Saved entries:
* Start *

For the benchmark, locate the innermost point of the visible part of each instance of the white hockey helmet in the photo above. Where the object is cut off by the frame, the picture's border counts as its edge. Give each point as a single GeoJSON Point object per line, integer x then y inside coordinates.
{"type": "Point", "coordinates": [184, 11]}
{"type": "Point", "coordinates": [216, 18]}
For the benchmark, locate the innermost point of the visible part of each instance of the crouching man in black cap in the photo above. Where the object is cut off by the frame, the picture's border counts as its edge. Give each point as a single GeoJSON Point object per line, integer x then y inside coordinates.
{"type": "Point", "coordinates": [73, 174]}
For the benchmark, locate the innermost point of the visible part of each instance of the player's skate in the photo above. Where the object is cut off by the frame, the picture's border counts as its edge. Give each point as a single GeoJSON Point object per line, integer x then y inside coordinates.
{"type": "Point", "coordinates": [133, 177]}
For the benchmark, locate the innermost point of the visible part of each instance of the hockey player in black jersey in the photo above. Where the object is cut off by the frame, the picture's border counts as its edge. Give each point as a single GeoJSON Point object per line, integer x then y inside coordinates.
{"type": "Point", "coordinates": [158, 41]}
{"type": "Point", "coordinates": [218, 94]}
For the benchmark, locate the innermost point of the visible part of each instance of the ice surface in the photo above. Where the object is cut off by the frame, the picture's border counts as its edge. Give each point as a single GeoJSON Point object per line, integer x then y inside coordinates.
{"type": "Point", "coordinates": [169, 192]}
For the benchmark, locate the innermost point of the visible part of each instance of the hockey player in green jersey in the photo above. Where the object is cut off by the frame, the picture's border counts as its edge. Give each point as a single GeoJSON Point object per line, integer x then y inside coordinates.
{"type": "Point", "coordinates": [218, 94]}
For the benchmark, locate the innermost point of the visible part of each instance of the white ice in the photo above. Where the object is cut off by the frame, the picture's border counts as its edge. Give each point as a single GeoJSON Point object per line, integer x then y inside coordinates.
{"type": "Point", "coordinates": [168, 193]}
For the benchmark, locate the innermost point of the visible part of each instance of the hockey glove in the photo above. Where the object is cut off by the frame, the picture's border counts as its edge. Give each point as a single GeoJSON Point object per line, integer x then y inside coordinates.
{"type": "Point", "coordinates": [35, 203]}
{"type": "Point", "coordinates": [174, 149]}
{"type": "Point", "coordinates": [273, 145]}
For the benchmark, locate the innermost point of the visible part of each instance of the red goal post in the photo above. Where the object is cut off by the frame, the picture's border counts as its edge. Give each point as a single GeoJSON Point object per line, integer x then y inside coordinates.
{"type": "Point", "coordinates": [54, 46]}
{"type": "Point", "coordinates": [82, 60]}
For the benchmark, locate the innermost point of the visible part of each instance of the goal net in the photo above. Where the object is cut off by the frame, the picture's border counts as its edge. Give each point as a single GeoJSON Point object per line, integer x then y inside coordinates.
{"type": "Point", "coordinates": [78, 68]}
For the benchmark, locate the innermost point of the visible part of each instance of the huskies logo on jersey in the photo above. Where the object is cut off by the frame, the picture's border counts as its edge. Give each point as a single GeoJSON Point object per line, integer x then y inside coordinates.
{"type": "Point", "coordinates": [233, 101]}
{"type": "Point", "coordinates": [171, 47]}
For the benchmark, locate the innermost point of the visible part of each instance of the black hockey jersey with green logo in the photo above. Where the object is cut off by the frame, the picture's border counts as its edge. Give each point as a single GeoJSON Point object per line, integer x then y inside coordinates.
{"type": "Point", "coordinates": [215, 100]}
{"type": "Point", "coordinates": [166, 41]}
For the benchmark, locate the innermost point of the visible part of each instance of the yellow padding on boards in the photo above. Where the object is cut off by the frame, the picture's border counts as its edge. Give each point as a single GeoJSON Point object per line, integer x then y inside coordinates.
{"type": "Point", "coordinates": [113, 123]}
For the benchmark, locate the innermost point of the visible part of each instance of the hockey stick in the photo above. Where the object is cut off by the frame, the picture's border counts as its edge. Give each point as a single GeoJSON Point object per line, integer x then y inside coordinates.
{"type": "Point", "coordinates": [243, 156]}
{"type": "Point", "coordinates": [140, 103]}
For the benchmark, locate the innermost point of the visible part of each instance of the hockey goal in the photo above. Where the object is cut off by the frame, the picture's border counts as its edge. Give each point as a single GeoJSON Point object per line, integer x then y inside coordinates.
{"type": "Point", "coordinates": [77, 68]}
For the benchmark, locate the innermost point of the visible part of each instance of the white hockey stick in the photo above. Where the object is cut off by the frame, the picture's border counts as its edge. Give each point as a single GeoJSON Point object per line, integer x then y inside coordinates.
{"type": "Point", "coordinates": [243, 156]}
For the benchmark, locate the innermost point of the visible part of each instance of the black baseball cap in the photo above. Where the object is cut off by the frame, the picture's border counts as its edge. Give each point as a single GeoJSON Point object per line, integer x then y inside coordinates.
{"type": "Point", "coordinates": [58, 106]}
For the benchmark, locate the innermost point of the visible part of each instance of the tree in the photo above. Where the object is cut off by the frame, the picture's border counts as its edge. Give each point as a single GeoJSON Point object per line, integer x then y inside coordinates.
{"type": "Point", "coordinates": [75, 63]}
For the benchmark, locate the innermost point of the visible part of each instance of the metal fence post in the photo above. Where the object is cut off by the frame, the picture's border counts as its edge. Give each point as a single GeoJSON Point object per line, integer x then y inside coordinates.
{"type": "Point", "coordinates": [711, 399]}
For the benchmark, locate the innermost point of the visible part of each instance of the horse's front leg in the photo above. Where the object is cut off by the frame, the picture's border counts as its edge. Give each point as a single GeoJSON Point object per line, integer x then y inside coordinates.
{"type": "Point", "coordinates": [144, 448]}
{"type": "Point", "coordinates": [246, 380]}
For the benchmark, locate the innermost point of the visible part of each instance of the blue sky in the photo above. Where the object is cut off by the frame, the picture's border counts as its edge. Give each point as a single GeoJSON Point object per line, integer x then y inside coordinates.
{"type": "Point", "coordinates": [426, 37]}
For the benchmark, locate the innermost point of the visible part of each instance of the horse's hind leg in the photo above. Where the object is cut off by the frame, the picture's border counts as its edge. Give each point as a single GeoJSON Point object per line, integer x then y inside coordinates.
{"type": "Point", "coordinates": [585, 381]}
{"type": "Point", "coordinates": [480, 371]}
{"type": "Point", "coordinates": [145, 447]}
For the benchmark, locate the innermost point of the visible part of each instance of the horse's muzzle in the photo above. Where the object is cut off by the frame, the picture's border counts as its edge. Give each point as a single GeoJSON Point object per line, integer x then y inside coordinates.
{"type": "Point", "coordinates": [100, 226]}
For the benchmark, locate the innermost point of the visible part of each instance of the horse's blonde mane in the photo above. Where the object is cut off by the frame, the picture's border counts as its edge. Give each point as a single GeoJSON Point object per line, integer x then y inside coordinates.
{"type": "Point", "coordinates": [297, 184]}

* End *

Stated task> Write the data out again in full and exactly.

Full answer>
For the benchmark, locate the innermost point of the visible part of each instance of the white hockey helmet in the photo above. Where the object is cut off by the frame, the picture's border counts as its edge. Give each point as a single GeoJSON Point object per line, integer x then y inside coordinates.
{"type": "Point", "coordinates": [184, 11]}
{"type": "Point", "coordinates": [216, 18]}
For the benchmark, locate the innermost point of the visible part of each instance of the crouching man in black cap in the photo above. Where the object is cut off by the frame, the picture's border counts as its edge. Give each point as a single GeoJSON Point object per line, integer x then y inside coordinates.
{"type": "Point", "coordinates": [73, 174]}
For the benchmark, locate the innermost point of the visible part of each instance of the player's skate in the photo above. Where the object is cut off by the frame, the picture's border counts as its edge. Give each point as a single GeoJSON Point object per line, integer x then y inside coordinates.
{"type": "Point", "coordinates": [133, 177]}
For the benchmark, locate the innermost point of the visible part of each instance of the hockey player in black jersey in the photo above. Where the object is cut off by the frame, the picture's border counts as its edge. Give each point as a single GeoJSON Point object per line, integer x then y inside coordinates.
{"type": "Point", "coordinates": [158, 41]}
{"type": "Point", "coordinates": [218, 94]}
For the benchmark, locate the innermost point of the visible part of each instance of the ice surface in the photo above. Where the object is cut off by the frame, the picture's border counts as its edge. Give each point as a single GeoJSON Point object per line, integer x then y inside coordinates.
{"type": "Point", "coordinates": [169, 192]}
For the benchmark, locate the innermost point of the visible part of each instance of the hockey player in green jersey in the photo above. Where the object is cut off by the frame, the picture's border counts as its edge. Give each point as a single GeoJSON Point object per line, integer x then y inside coordinates.
{"type": "Point", "coordinates": [218, 94]}
For the benchmark, locate the innermost point of the visible part of each instance of the white ice in the photo above. Where the object is cut off by the frame, the picture's border counts as its edge. Give each point as a single GeoJSON Point object per line, integer x then y inside coordinates.
{"type": "Point", "coordinates": [168, 193]}
For the benchmark, locate the innermost point of the visible part of each instance of the hockey glove in the photo above. Where the object is cut off by the frame, the picture's border counts as its edge. Give each point as a single GeoJSON Point object per line, integer x then y inside coordinates.
{"type": "Point", "coordinates": [35, 203]}
{"type": "Point", "coordinates": [174, 149]}
{"type": "Point", "coordinates": [273, 145]}
For the benchmark, locate the innermost point of the visible part of each instance of the red goal post in the photo above. Where the object is cut off by the frame, the picture's border counts as its edge. Give each point as a single GeoJSON Point object per line, integer x then y inside coordinates.
{"type": "Point", "coordinates": [54, 46]}
{"type": "Point", "coordinates": [82, 60]}
For the benchmark, locate the innermost point of the visible part of each instance of the goal net in the photo above. Where the object is cut off by the frame, the picture's border counts as its edge. Give each point as a single GeoJSON Point object per line, integer x then y inside coordinates.
{"type": "Point", "coordinates": [78, 68]}
For the benchmark, locate the innermost point of the visible part of each instance of the huskies logo on jersey in the photo above. Where the object is cut off by the frame, the picture's border counts as its edge. Give each point as a single GeoJSON Point object per line, integer x then y inside coordinates.
{"type": "Point", "coordinates": [233, 101]}
{"type": "Point", "coordinates": [171, 47]}
For the benchmark, locate the innermost point of the visible part of each instance of the black hockey jersey with green logo in the photo above. Where the object is cut off by the frame, the picture's border counts as its edge. Give each point as a single GeoJSON Point object per line, integer x then y inside coordinates.
{"type": "Point", "coordinates": [215, 100]}
{"type": "Point", "coordinates": [166, 41]}
For the benchmark, locate the innermost point of the visible part of each instance of the yellow padding on boards in the photo above. Where the object is cut off by the frame, the picture's border counts as its edge. Give each point as a single GeoJSON Point object per line, integer x then y inside coordinates.
{"type": "Point", "coordinates": [113, 123]}
For the benchmark, locate the innermost point of the visible part of each instance of the hockey stick in the photo above. Where the object is cut off by the frame, the picture's border counts as its edge. Give each point as a single GeoJSON Point object per line, integer x then y inside coordinates.
{"type": "Point", "coordinates": [243, 156]}
{"type": "Point", "coordinates": [140, 103]}
For the benchmark, locate the innermost point of the visible part of each instance of the hockey goal in the photo above. Where the object is cut off by the frame, the picture's border counts as its edge. Give each point as a single GeoJSON Point object per line, integer x then y inside coordinates.
{"type": "Point", "coordinates": [77, 68]}
For the benchmark, locate the innermost point of the visible part of each instance of the white hockey stick in the photo above. Where the object is cut off by the frame, the picture's border counts as its edge. Give each point as a single GeoJSON Point object per line, integer x then y inside coordinates.
{"type": "Point", "coordinates": [243, 156]}
For the benchmark, locate the innermost point of the visible part of each instance of the black baseball cap in the photo above. Where the object is cut off by the frame, the picture's border counts as its edge. Give each point as a single GeoJSON Point object per line, integer x then y inside coordinates.
{"type": "Point", "coordinates": [58, 106]}
For the benchmark, locate the innermost point of the visible part of each instance of the tree in the photo above. Where the object is cut off by the frame, the picture's border counts as its edge. Give each point as a single GeoJSON Point object per line, integer x then y inside coordinates.
{"type": "Point", "coordinates": [75, 63]}
For the benchmark, locate the innermost point of the visible part of each instance of the metal fence post in the photo above. Where the object is cut off by the frame, the picture's border counts as its edge. Give each point as a single GeoJSON Point object per line, integer x then y inside coordinates.
{"type": "Point", "coordinates": [711, 399]}
For the benchmark, locate the innermost point of the visible part of each instance of the horse's front leg in the photo above. Where the object is cut off by the frame, the picture's border counts as its edge. Give each point as a single GeoJSON Point object per line, integer x then y inside coordinates.
{"type": "Point", "coordinates": [144, 448]}
{"type": "Point", "coordinates": [246, 380]}
For the benchmark, locate the innermost point of the visible part of each instance of the blue sky in the photo above. Where the object is cut off by the frame, the picture's border counts as its edge. Give each point as a single GeoJSON Point object per line, integer x then y inside coordinates.
{"type": "Point", "coordinates": [426, 37]}
For the benchmark, locate the innermost point of the visible part of each instance of the horse's hind leg in the photo above. Where the object is cut off by the frame, the picture's border counts as its edge. Give each point as a single GeoJSON Point object per line, integer x then y inside coordinates.
{"type": "Point", "coordinates": [585, 381]}
{"type": "Point", "coordinates": [480, 371]}
{"type": "Point", "coordinates": [145, 447]}
For the benchmark, locate the innermost point of the visible part of each instance of the horse's muzzle in the photo above. Where the object is cut off by the frame, the picture's border counts as its edge. Give each point as a single GeoJSON Point object per line, integer x then y inside coordinates.
{"type": "Point", "coordinates": [100, 226]}
For the benchmark, locate the innermost point of the visible part of each instance of the horse's blonde mane in the photo above. Where the object is cut off by the frame, the picture's border counts as its edge. Give each point as a single GeoJSON Point object per line, integer x then y inside coordinates.
{"type": "Point", "coordinates": [297, 184]}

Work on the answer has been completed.